[WHAT IS EXPECTED]: Render the records below as a two-column CSV with the columns input and output. Give one row per record, putting its text and its answer each in a single quoted field with line breaks replaced by spaces.
------------------------------------------------------------------------
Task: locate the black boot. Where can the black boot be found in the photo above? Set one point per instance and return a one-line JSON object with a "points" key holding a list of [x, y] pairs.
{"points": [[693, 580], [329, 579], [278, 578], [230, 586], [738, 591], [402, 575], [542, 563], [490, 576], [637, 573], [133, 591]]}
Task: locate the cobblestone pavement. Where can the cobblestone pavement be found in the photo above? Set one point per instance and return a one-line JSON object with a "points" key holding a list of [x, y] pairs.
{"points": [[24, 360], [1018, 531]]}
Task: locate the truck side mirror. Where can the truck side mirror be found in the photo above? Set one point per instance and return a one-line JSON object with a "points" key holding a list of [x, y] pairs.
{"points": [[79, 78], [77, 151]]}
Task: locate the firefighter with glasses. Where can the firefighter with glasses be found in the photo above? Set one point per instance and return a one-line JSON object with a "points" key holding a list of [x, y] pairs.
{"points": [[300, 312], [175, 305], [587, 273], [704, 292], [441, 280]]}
------------------------------------------------------------------------
[ANSWER IN FULL]:
input,output
"Task: locate the black boot. Where can the black boot be found in the photo above? Set one point per instance and return a one-line JSON object with a ""points"" key holding a list of [x, y] pairs.","{""points"": [[693, 580], [329, 579], [278, 578], [230, 586], [738, 591], [402, 575], [542, 563], [490, 576], [637, 573], [133, 591]]}"
"Task: locate the cobblestone pavement. Where can the cobblestone pavement be found in the photo above? Set one point per instance and return a one-line JSON object with a ""points"" key holding a list of [x, y] pairs.","{""points"": [[24, 360], [1018, 531]]}"
"Task: locate the truck side mirror. Where can the truck side mirror be found in the photo above? Set one point per instance and return a one-line JSON object with a ""points"" key holding a list of [x, y] pairs.","{""points"": [[79, 78], [77, 151]]}"
"Task: locate the firefighter with glasses. Where can the firefighter with glasses be found in the photo above? Set one point per instance and return a one-line JSON object with a ""points"" key holding a list of [x, y] pairs.","{""points"": [[300, 312], [175, 305], [587, 273], [704, 292], [441, 280]]}"